> Short exercise: In the article on the UK remittance basis of taxation, why do Mr and Mrs Non-dom decide to move to the UK during the summer of 2021?

An EOT can provide a tax-beneficial way for shareholders to realise value...
News & Views
UK Remittance Basis of Taxation – Don’t Get It Wrong!
Peter Robertson,
14th October 2021
Tax
Background
UK tax resident, non-domiciled, individuals who are claiming the remittance basis of taxation, do not pay UK tax on foreign income and gains, as long as these are not remitted to the UK.
It is, however, crucial to ensure that this tax benefit is properly planned for and claimed. For more information regarding formally claiming the remittance basis, please see article UK Remittance Basis – It Needs to be Formally Claimed.
Failure to plan properly, before arriving in the UK and becoming UK tax resident, could mean that the benefits available are lost and an unwelcome letter from HM Revenue & Customs (HMRC) might be received.
Case Study
To clearly highlight the risks of not taking the right advice, at the right time, please see a case study below regarding an individual moving to the UK.
1 March 2021 (Day 1)
Mr and Mrs Non-dom decide to leave their current home in Australia and move to the UK during the summer of 2021, so that their two minor children can start school early in September 2021.
They speak to their Australian tax adviser and make sure that they carry out local tax planning in preparation for leaving Australia. They have been told by a friend, who had already moved the previous year, that “as they are not originally from the UK, they will be taxed on the ‘remittance basis’, and therefore their non-UK source income will not be taxed in the UK”.

> Collected material:
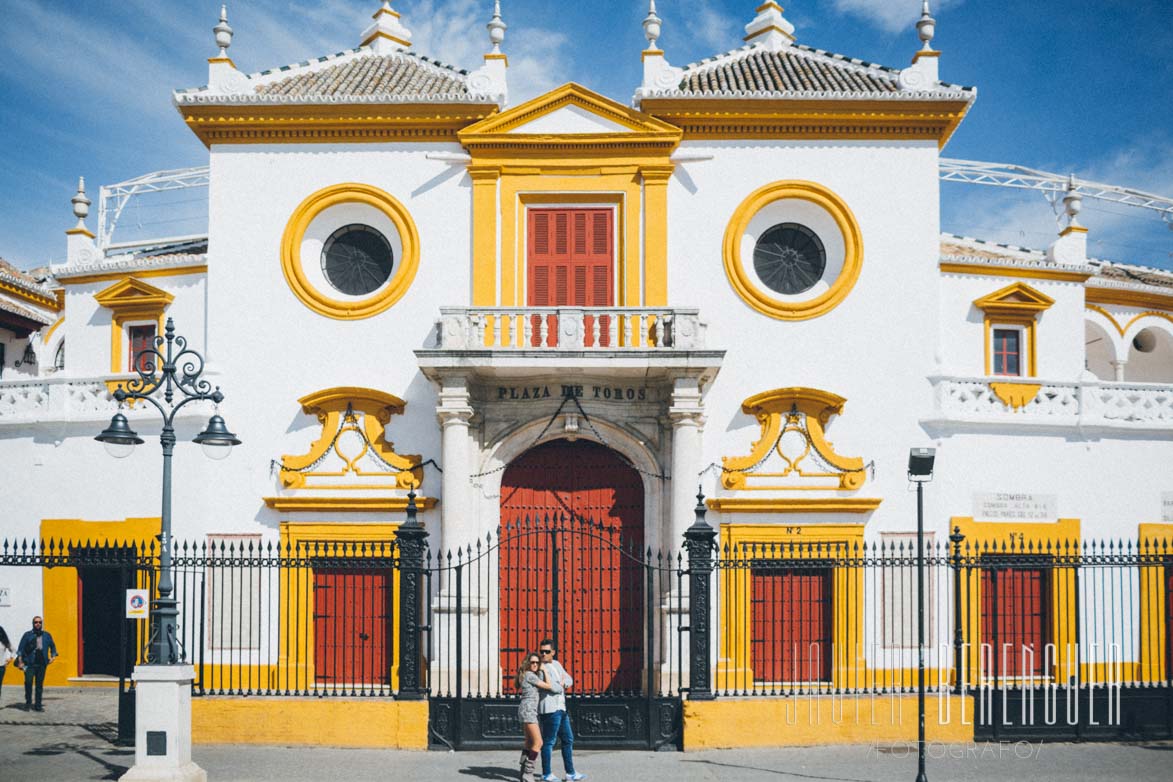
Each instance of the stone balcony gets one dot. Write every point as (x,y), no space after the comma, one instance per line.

> Answer for the task: So that their two minor children can start school early in September 2021.